Copy the material below line for line, changing nothing.

— Start Material —

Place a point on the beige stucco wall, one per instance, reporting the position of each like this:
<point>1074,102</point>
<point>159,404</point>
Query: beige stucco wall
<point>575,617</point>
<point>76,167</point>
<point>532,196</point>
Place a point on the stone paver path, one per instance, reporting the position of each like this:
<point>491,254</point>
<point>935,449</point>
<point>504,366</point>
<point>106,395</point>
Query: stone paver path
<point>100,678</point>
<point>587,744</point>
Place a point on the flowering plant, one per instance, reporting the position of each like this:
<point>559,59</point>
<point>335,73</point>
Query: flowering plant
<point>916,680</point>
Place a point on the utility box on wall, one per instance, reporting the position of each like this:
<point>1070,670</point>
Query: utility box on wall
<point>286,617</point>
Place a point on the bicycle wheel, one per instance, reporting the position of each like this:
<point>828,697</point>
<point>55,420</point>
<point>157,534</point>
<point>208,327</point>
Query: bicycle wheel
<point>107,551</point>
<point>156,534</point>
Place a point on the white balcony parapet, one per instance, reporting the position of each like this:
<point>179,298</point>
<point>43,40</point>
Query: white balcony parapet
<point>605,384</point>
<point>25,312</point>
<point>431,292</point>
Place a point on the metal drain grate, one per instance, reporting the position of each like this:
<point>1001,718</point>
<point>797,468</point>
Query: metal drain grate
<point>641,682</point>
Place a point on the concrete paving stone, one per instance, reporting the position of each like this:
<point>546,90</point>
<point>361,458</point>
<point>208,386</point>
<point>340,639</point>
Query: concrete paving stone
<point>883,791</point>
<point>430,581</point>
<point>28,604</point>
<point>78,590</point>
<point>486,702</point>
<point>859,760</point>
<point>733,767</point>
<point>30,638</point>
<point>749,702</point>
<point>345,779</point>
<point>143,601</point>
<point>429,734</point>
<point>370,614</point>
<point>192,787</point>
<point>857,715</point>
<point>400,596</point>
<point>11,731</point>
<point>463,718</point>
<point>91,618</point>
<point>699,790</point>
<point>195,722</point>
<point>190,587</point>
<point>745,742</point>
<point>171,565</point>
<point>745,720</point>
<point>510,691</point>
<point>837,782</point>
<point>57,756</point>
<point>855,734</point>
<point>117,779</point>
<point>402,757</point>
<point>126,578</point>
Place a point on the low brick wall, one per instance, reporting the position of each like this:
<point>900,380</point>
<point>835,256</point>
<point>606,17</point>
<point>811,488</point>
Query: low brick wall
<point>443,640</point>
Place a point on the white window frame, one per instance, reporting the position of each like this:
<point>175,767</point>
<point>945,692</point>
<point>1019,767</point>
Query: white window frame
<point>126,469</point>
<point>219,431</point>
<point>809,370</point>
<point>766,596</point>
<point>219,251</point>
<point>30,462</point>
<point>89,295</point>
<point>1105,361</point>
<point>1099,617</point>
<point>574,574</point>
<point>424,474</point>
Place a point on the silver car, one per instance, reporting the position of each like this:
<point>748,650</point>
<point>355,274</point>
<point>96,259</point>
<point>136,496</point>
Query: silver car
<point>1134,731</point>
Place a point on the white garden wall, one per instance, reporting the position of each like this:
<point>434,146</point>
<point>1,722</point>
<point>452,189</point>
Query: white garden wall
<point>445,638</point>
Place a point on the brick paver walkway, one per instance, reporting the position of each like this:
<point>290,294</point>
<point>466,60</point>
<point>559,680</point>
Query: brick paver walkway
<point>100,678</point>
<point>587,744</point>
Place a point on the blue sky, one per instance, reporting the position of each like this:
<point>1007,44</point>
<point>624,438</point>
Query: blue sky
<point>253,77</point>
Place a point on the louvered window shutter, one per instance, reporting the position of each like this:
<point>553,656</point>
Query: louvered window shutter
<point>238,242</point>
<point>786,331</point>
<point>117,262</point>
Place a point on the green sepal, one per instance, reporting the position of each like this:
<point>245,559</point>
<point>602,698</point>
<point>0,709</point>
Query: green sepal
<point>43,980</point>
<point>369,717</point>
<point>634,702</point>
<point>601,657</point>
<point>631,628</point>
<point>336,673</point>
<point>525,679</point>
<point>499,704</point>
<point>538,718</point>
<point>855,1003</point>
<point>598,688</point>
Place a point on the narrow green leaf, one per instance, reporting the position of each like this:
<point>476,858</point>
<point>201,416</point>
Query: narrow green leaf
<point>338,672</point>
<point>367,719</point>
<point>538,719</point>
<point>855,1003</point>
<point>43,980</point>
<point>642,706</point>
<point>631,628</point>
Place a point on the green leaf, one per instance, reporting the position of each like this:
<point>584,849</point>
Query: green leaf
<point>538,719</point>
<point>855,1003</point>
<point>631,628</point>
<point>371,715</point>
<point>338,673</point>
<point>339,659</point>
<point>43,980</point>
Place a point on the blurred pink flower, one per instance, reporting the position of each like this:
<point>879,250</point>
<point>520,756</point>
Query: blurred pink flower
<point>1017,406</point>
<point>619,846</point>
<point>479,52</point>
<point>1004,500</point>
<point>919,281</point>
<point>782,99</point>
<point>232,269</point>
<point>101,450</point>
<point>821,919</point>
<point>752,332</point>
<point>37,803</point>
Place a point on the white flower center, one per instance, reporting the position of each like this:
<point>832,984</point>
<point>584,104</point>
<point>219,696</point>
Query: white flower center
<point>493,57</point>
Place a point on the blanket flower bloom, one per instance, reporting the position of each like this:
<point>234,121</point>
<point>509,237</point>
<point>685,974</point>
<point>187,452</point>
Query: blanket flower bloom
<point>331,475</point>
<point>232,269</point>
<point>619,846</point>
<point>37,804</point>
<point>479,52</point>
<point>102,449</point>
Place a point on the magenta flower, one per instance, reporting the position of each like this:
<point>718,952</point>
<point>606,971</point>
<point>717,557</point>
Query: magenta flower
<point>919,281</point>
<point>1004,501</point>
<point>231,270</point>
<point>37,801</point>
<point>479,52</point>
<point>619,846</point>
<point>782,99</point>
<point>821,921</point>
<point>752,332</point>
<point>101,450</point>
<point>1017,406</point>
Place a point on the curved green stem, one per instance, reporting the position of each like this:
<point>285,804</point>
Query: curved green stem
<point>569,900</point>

— End Material —

■ Solution to the exercise:
Place a point on the beige stucco wall, one per instance, reporting the position of each like this:
<point>1074,102</point>
<point>159,404</point>
Query: beige stucco wall
<point>575,617</point>
<point>76,167</point>
<point>532,196</point>
Place a point on the stone paver path, one per instance, reporting the position of each like this:
<point>491,254</point>
<point>935,449</point>
<point>504,366</point>
<point>106,395</point>
Query: stone paver path
<point>100,678</point>
<point>587,744</point>
Place a point on the flowering plant, one per instance, reporting the position of each like this:
<point>559,59</point>
<point>335,73</point>
Query: flowering plant
<point>916,680</point>
Place a point on the utility box on wall, one per instance, reporting the position of each like this:
<point>1070,670</point>
Query: utility box on wall
<point>286,617</point>
Place a point on the bicycle wheel, one per instance, reporting the position of each like this:
<point>828,697</point>
<point>55,420</point>
<point>157,534</point>
<point>208,327</point>
Query: bicycle wheel
<point>107,551</point>
<point>156,534</point>
Place a point on the white balcony parapet, one per instance, reporting the position of each like this:
<point>179,298</point>
<point>43,40</point>
Query: white balcony parapet
<point>605,384</point>
<point>25,312</point>
<point>431,292</point>
Place a point on the metal drain grate, one per instance, reporting the position of each like this:
<point>1001,718</point>
<point>797,468</point>
Query: metal drain grate
<point>641,682</point>
Place a point on the concrete paving stone, one per instance, reporting the position of each like this:
<point>546,90</point>
<point>361,458</point>
<point>208,386</point>
<point>340,639</point>
Query: concrete paving stone
<point>883,791</point>
<point>430,581</point>
<point>28,604</point>
<point>78,590</point>
<point>486,702</point>
<point>859,760</point>
<point>733,767</point>
<point>30,638</point>
<point>749,702</point>
<point>345,779</point>
<point>143,601</point>
<point>429,734</point>
<point>370,614</point>
<point>192,787</point>
<point>857,715</point>
<point>400,596</point>
<point>11,731</point>
<point>463,718</point>
<point>91,618</point>
<point>699,790</point>
<point>195,722</point>
<point>190,587</point>
<point>745,742</point>
<point>171,565</point>
<point>745,720</point>
<point>510,691</point>
<point>837,782</point>
<point>57,756</point>
<point>855,734</point>
<point>117,779</point>
<point>402,757</point>
<point>126,578</point>
Place a point on the low brick wall, one per instance, reporting the position of each like this:
<point>900,380</point>
<point>835,256</point>
<point>606,17</point>
<point>811,488</point>
Query: low brick wall
<point>443,640</point>
Place a point on the white window frame, one per instance, reporting the position of each like this:
<point>175,767</point>
<point>945,692</point>
<point>1019,767</point>
Query: white window frame
<point>126,469</point>
<point>219,431</point>
<point>809,370</point>
<point>766,596</point>
<point>219,251</point>
<point>30,462</point>
<point>89,295</point>
<point>1105,361</point>
<point>1099,617</point>
<point>574,574</point>
<point>424,474</point>
Place a point on the silver car, one per instance, reporting the position of each like this:
<point>748,650</point>
<point>355,274</point>
<point>96,259</point>
<point>136,496</point>
Query: silver car
<point>1134,731</point>
Place a point on the white garden wall, one per instance, reporting the position of each like this:
<point>434,146</point>
<point>1,722</point>
<point>452,189</point>
Query: white garden wall
<point>445,638</point>
Place a point on the brick paver walkway, one per instance, reporting the position of each like this:
<point>290,294</point>
<point>466,60</point>
<point>559,680</point>
Query: brick paver walkway
<point>100,678</point>
<point>587,744</point>
Place a point on the blue sky, one per instance, reporting the position of each like this:
<point>1007,44</point>
<point>624,438</point>
Query: blue sky
<point>253,77</point>
Place a point on the louvered window shutter, one per instance, reporting the position of each like this:
<point>553,656</point>
Query: louvered window shutter
<point>238,242</point>
<point>786,331</point>
<point>117,262</point>
Place a point on the green sepal, one per instance, reporting the position of each like this:
<point>245,559</point>
<point>602,698</point>
<point>0,709</point>
Query: green sepal
<point>43,980</point>
<point>369,717</point>
<point>634,702</point>
<point>601,657</point>
<point>631,628</point>
<point>336,673</point>
<point>525,679</point>
<point>499,704</point>
<point>538,718</point>
<point>855,1003</point>
<point>598,688</point>
Place a point on the narrow green leaf, one per instance, reporting the position of each like this:
<point>476,858</point>
<point>201,416</point>
Query: narrow green leaf
<point>338,672</point>
<point>367,719</point>
<point>538,719</point>
<point>855,1003</point>
<point>43,980</point>
<point>642,706</point>
<point>631,628</point>
Place a point on the green leaf, one per instance, reporting the position of each like this:
<point>584,849</point>
Query: green leaf
<point>538,719</point>
<point>855,1003</point>
<point>631,628</point>
<point>371,715</point>
<point>338,673</point>
<point>339,659</point>
<point>43,980</point>
Place a point on the blurred pink flower, one per instance, reporting the position of each like this:
<point>879,250</point>
<point>520,756</point>
Query: blurred pink flower
<point>1017,406</point>
<point>619,846</point>
<point>479,52</point>
<point>1004,500</point>
<point>919,281</point>
<point>782,99</point>
<point>232,269</point>
<point>101,450</point>
<point>821,919</point>
<point>752,332</point>
<point>37,803</point>
Place a point on the white flower center, one per instance, reporting the position of each like this:
<point>832,984</point>
<point>584,104</point>
<point>219,696</point>
Query: white flower center
<point>493,57</point>
Place a point on the blanket flower bloom, one per instance, reporting the position of each like this:
<point>234,121</point>
<point>509,237</point>
<point>685,974</point>
<point>187,452</point>
Query: blanket flower bloom
<point>331,475</point>
<point>232,269</point>
<point>619,846</point>
<point>37,804</point>
<point>479,52</point>
<point>102,449</point>
Place a point on the magenta flower, one per instance, reporting the position of each like this:
<point>718,952</point>
<point>606,971</point>
<point>717,557</point>
Query: magenta flower
<point>919,281</point>
<point>1004,501</point>
<point>231,270</point>
<point>37,801</point>
<point>479,52</point>
<point>619,846</point>
<point>782,99</point>
<point>821,921</point>
<point>752,332</point>
<point>101,450</point>
<point>1017,406</point>
Place a point on the curved green stem, one per instance, reporting the position of each like this:
<point>285,804</point>
Query: curved green stem
<point>569,900</point>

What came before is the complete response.